**DATA SUPPLIED:**
******

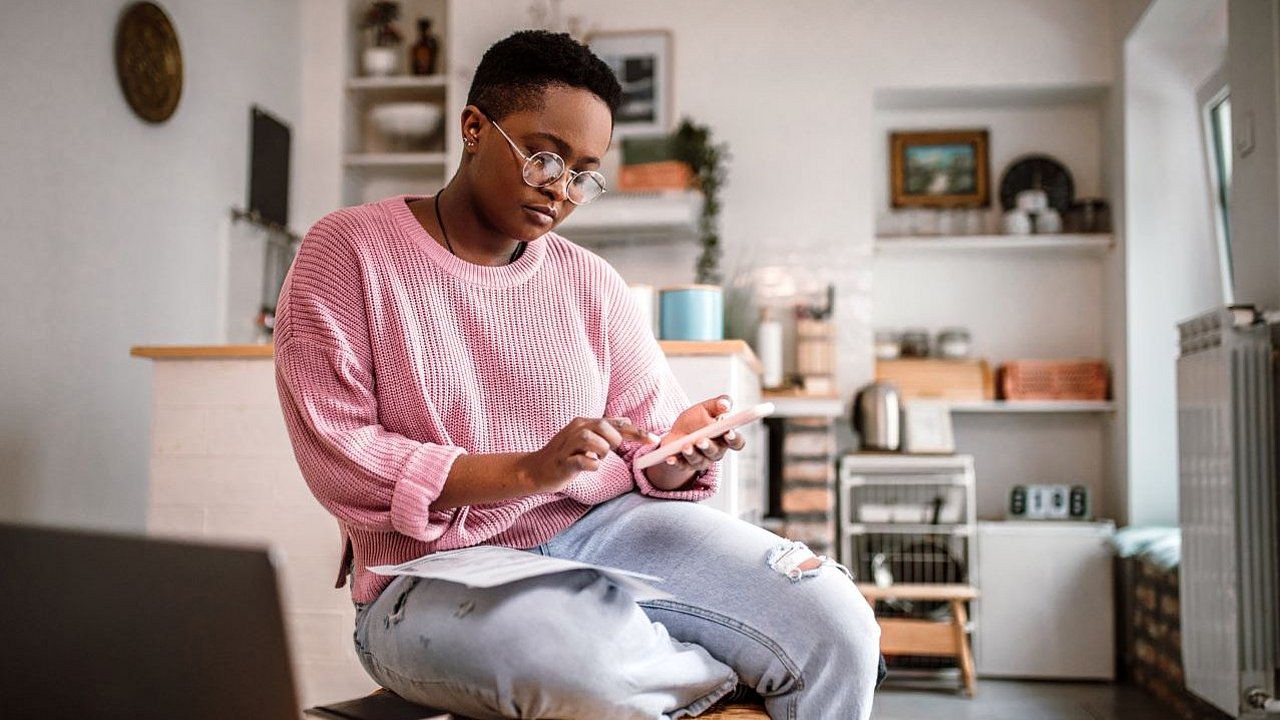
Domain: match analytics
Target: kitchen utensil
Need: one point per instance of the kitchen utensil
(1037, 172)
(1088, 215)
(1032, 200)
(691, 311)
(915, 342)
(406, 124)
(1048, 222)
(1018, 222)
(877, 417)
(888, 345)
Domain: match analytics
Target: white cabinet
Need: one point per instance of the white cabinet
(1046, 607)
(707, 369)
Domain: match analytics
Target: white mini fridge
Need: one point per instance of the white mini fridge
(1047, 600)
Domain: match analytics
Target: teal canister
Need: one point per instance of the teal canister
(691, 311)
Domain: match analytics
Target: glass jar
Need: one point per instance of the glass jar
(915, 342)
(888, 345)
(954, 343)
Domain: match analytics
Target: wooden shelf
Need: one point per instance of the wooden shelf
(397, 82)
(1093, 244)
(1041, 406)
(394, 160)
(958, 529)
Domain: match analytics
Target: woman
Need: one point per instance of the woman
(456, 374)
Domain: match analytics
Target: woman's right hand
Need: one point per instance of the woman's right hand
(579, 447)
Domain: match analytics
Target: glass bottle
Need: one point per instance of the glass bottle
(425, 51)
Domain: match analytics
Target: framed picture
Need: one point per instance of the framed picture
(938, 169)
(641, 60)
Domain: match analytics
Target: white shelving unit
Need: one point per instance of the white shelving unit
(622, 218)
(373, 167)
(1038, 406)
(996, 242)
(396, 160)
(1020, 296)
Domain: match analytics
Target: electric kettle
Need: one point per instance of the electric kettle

******

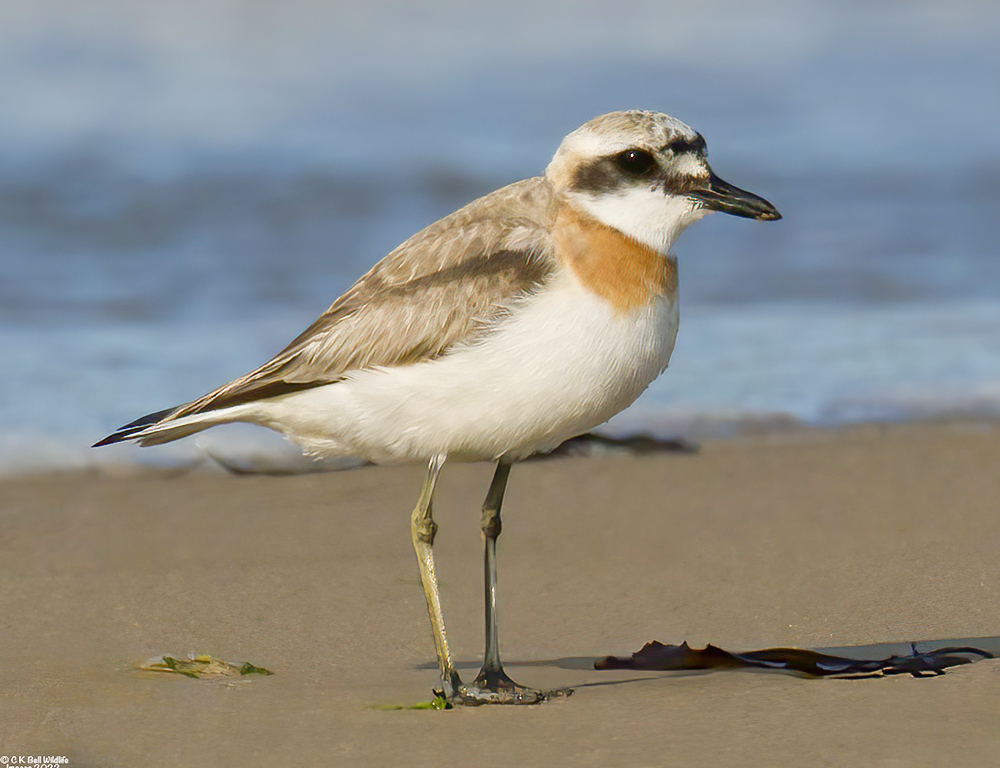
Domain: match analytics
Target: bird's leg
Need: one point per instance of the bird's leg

******

**WHAT IS EXPECTED:**
Find every line in the material above that contains the string "fridge" and copy each of those lines in full.

**FINISHED EXERCISE:**
Target: white mini fridge
Need: one point per instance of the white mini fridge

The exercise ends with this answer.